Labeled-object pointing listing:
····················
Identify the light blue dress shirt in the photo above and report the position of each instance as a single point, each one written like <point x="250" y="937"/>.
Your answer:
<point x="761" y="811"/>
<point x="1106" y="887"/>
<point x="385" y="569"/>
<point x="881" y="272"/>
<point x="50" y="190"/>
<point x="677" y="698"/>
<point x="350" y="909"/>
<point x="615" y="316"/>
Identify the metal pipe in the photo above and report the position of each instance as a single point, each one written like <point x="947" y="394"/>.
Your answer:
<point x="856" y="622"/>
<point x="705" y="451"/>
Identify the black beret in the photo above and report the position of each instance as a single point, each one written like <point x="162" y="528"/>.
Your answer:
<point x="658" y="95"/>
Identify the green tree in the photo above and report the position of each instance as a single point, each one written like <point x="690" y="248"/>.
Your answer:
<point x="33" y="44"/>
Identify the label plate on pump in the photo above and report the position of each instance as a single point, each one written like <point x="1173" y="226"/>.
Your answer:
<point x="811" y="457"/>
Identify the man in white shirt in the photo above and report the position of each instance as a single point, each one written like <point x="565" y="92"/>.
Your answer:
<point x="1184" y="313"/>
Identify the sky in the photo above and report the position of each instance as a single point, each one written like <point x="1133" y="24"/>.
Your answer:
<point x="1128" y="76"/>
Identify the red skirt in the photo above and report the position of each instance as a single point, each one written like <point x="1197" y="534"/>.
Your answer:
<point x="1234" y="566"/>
····················
▶ **Problem to solve**
Print again, unchanged, the lines of the listing from the line with "Identify the red" through the last line of the listing, both included.

▶ **The solution**
Identify the red skirt in the photo above and report the position of each instance as a single point, each one written like <point x="1197" y="534"/>.
Your answer:
<point x="1234" y="566"/>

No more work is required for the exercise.